-- START SOURCE EXCERPT --

Yah, I re-watched that part of the presentation. You can infer a lot because he mentions power left over being used for convolution reverb, and his focus on positioning rather than simulation of the environment. If you go back to the Steam Audio description, they do HRTF on the cpu because it's the cheaper of the two calculations between HRTF and convolution. You don't have that luxury on a console. 4 RX480 CUs can handle about 80 convolution sources. A PS5 CU is less than 2 RX480 CUs in terms of computational power. You'd need well over a 100% efficiency gain to match the 4 RX480 CUs, which might very well be possible, but then you're still at 80 convolution sources and you've already spent a portion of the processing power on the HRTF functions. So I think large scale physical simulation of the materials and the spaciousness of the environment are probably not in the cards for this console gen.

-- END SOURCE EXCERPT --
-- START EXTRACTED ENTRIES --

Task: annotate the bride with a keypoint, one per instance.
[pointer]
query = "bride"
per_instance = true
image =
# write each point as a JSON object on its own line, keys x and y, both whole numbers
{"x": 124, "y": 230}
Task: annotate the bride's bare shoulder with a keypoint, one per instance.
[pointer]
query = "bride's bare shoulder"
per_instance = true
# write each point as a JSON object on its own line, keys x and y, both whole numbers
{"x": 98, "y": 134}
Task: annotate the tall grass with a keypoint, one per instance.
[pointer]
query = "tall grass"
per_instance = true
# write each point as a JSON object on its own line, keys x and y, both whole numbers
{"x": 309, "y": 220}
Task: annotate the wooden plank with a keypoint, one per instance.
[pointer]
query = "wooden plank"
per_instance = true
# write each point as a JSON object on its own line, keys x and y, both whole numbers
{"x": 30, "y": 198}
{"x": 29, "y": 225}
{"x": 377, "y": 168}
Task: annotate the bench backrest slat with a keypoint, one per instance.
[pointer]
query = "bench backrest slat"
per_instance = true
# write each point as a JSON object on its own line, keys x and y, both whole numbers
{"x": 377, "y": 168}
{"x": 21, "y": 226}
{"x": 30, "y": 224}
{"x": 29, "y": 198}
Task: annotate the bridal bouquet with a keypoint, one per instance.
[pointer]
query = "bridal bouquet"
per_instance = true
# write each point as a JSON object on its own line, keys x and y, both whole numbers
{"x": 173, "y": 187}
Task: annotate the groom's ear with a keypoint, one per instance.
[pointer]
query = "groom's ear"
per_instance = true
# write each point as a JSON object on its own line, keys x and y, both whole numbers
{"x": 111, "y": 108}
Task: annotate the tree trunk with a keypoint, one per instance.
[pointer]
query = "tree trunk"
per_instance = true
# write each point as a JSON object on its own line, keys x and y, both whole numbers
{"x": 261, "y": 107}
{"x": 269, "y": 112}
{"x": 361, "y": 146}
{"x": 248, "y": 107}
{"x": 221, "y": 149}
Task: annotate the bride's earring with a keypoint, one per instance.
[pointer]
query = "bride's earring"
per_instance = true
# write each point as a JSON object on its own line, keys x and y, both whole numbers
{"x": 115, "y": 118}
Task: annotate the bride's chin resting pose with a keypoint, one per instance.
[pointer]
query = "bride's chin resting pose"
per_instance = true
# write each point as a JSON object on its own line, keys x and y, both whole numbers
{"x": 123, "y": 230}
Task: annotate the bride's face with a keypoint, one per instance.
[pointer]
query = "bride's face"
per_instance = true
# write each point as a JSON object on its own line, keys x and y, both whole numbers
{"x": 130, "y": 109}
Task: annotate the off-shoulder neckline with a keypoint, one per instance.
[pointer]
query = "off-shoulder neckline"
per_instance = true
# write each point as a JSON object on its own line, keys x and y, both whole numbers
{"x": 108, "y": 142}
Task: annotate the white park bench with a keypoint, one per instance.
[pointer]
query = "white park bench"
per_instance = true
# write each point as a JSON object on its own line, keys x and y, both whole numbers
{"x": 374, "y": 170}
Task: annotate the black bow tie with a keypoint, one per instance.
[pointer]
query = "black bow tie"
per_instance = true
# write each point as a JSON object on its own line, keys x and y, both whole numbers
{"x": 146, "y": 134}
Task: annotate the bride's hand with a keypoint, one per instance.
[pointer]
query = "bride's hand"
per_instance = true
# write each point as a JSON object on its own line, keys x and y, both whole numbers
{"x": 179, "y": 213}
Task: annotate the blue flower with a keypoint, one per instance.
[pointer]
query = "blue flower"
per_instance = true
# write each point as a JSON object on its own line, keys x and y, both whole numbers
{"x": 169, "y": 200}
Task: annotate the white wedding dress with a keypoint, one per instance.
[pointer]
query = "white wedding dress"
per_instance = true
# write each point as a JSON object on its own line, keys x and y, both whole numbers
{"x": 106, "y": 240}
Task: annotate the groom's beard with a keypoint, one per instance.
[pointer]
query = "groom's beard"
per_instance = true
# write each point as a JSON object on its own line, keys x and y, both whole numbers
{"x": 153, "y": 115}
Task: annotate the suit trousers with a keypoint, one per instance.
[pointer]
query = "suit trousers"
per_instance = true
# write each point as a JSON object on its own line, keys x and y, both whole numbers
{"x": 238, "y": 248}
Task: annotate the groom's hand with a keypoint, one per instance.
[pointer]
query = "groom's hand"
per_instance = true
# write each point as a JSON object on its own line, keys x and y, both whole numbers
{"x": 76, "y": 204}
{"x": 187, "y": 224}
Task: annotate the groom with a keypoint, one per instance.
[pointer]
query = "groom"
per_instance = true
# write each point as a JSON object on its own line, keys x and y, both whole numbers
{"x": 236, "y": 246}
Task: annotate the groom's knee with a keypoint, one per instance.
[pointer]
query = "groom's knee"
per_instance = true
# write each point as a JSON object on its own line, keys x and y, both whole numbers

-- END EXTRACTED ENTRIES --

[AIM]:
Write out the forum post above on HRTF and convolution reverb, word for word and in full.

[TASK RESPONSE]:
Yah, I re-watched that part of the presentation. You can infer a lot because he mentions power left over being used for convolution reverb, and his focus on positioning rather than simulation of the environment. If you go back to the Steam Audio description, they do HRTF on the cpu because it's the cheaper of the two calculations between HRTF and convolution. You don't have that luxury on a console. 4 RX480 CUs can handle about 80 convolution sources. A PS5 CU is less than 2 RX480 CUs in terms of computational power. You'd need well over a 100% efficiency gain to match the 4 RX480 CUs, which might very well be possible, but then you're still at 80 convolution sources and you've already spent a portion of the processing power on the HRTF functions. So I think large scale physical simulation of the materials and the spaciousness of the environment are probably not in the cards for this console gen.